**DATA ENTRIES:**
▼

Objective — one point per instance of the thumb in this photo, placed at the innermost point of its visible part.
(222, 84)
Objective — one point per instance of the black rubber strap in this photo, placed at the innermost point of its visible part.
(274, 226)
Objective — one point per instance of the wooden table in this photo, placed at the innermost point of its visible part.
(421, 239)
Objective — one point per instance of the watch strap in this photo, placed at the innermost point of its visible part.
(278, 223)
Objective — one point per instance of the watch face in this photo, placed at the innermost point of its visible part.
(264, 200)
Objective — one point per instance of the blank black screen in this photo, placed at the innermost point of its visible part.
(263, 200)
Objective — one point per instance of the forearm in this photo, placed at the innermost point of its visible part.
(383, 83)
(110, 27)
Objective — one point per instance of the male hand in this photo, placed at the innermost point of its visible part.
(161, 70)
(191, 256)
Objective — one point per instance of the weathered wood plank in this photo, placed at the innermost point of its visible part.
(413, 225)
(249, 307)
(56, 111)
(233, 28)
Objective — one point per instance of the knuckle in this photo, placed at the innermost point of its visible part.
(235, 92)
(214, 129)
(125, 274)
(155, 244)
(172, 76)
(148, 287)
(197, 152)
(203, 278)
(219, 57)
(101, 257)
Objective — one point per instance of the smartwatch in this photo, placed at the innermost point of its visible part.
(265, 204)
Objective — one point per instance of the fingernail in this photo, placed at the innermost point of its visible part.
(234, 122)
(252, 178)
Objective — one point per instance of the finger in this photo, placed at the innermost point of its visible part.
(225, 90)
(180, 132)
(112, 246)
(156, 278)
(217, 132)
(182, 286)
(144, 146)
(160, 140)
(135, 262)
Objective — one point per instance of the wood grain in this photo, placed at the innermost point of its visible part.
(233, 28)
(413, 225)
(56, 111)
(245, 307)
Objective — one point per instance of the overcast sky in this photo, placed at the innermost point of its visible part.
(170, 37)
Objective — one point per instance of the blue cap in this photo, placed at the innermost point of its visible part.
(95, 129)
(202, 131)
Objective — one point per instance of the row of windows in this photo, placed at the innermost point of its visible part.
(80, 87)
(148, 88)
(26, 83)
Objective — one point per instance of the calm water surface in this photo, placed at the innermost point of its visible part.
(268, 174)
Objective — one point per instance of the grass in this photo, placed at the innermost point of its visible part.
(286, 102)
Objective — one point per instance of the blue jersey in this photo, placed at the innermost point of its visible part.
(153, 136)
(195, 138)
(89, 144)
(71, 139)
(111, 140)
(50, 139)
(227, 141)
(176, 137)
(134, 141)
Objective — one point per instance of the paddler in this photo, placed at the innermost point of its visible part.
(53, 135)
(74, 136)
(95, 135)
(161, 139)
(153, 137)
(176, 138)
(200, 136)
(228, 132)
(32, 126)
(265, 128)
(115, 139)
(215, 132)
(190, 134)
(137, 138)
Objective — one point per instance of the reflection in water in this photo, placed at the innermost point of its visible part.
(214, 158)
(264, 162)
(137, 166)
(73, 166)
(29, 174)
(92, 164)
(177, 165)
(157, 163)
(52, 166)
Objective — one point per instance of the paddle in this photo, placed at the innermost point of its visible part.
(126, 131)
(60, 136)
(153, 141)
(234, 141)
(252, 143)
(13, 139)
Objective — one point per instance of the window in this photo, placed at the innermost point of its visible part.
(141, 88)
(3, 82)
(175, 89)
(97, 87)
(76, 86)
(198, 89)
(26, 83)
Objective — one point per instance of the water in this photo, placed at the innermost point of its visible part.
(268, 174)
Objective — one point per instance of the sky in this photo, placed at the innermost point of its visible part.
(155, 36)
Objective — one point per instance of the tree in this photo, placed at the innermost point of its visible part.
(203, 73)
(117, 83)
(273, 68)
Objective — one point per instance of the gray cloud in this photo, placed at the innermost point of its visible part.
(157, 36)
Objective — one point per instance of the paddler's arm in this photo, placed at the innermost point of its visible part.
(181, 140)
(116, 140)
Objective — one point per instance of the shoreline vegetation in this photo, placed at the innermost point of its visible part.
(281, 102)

▲

**WORK TO COMPLETE:** Return all of the entries exactly as written.

**EXPECTED ANSWER:**
Objective — one point per instance of the thumb in this photo, placed at the innermost point of its visible part.
(222, 84)
Objective — one point per instance of the black rubber strap in this photo, placed at the innermost point of its visible part.
(274, 226)
Objective — one point per instance of the wooden table in this photo, placed at the innermost point of its visible part.
(421, 239)
Objective — one point per instance of the watch strap in this photo, placed at the innermost point of its visible part.
(278, 223)
Objective — one point per instance of the watch face in this photo, placed at the innermost point of its visible part.
(264, 200)
Objective — one point per instance of the blank black screen in this photo, placed at the innermost point of its visible part.
(263, 200)
Objective — one point per instance of the forearm in this photo, placed at the innermost point of its visible part.
(383, 83)
(110, 27)
Objective — one point per instance of the male hand in this photo, placed at the innermost point of its visible part.
(161, 70)
(191, 256)
Objective — one point per instance of the weathered wood plank in this photo, placed at the innermost point of its visible part.
(413, 225)
(249, 307)
(56, 111)
(233, 28)
Objective — one point per instance of the knuckle in this photo, placed at the innermost point of its visible part.
(235, 92)
(214, 129)
(125, 274)
(155, 244)
(172, 76)
(148, 287)
(197, 152)
(203, 278)
(219, 57)
(101, 257)
Objective — one point per instance of the smartwatch in this photo, placed at the innermost point of its visible part.
(265, 204)
Objective — one point per instance of the fingernail in this photo, placed at the innermost point of its visible part.
(234, 122)
(252, 178)
Objective — one point per instance of the finger in this photo, placed at the innermost point of its visible part.
(225, 90)
(180, 132)
(112, 246)
(156, 278)
(217, 132)
(182, 286)
(144, 146)
(160, 140)
(135, 262)
Objective — one point per instance of the wood grain in this photo, placed at the innermost point of its visible part.
(233, 28)
(413, 225)
(56, 111)
(245, 307)
Objective — one point per instance of the overcast sky in this photo, placed at the innermost point of its visible part.
(170, 37)
Objective — one point per instance of the blue cap in this photo, placed at the innermost point of its visible part.
(95, 129)
(202, 131)
Objective — one point per instance of the row of windows in this photo, placed at the innermost point of its visible part.
(80, 87)
(148, 88)
(26, 83)
Objective — one point per instance of the calm water surface in this photo, placed at the innermost point of its visible part.
(268, 174)
Objective — one point per instance of the grass in this photo, placed at the innermost point of its visible part.
(286, 102)
Objective — one point per instance of the blue jersey in this photo, placed at the innermost point of its visible part.
(153, 136)
(195, 138)
(89, 144)
(71, 139)
(111, 140)
(50, 139)
(227, 141)
(176, 137)
(134, 141)
Objective — one point per instance of the paddler in this photo, placed at the innermost point of its visible part.
(53, 135)
(74, 136)
(95, 135)
(161, 139)
(153, 137)
(176, 138)
(200, 136)
(228, 132)
(32, 126)
(265, 128)
(115, 139)
(215, 132)
(190, 134)
(137, 138)
Objective — one point per instance of the reflection in water in this photo, placed at the innermost point of its visible part.
(214, 158)
(264, 162)
(137, 166)
(73, 166)
(29, 174)
(92, 164)
(177, 165)
(157, 163)
(52, 166)
Objective — one point per instance of the paddle in this photo, placed at the innermost point of its visible part.
(126, 131)
(60, 136)
(153, 141)
(234, 141)
(252, 143)
(13, 139)
Objective — one point per instance of the window in this photo, placed at the innermost point of its visible part.
(141, 88)
(3, 82)
(175, 89)
(97, 87)
(76, 86)
(198, 89)
(26, 83)
Objective — one point per instance of the water in this photo, placed at the innermost point of its visible part.
(268, 174)
Objective — one point per instance of the sky in this photo, placed at the innermost point of its visible part.
(155, 36)
Objective — one point per instance of the tree in this photo, placed at the innermost point of its visible part.
(203, 73)
(117, 83)
(273, 68)
Objective — one point per instance of the gray cloud in this photo, placed at the innermost point of its visible part.
(157, 36)
Objective — one point per instance of the paddler's arm in this photo, placed at the innermost point of its visible part.
(181, 140)
(116, 140)
Objective — one point per instance of the shoreline vegetation in this photo, placed at the innermost point of its visible part.
(281, 102)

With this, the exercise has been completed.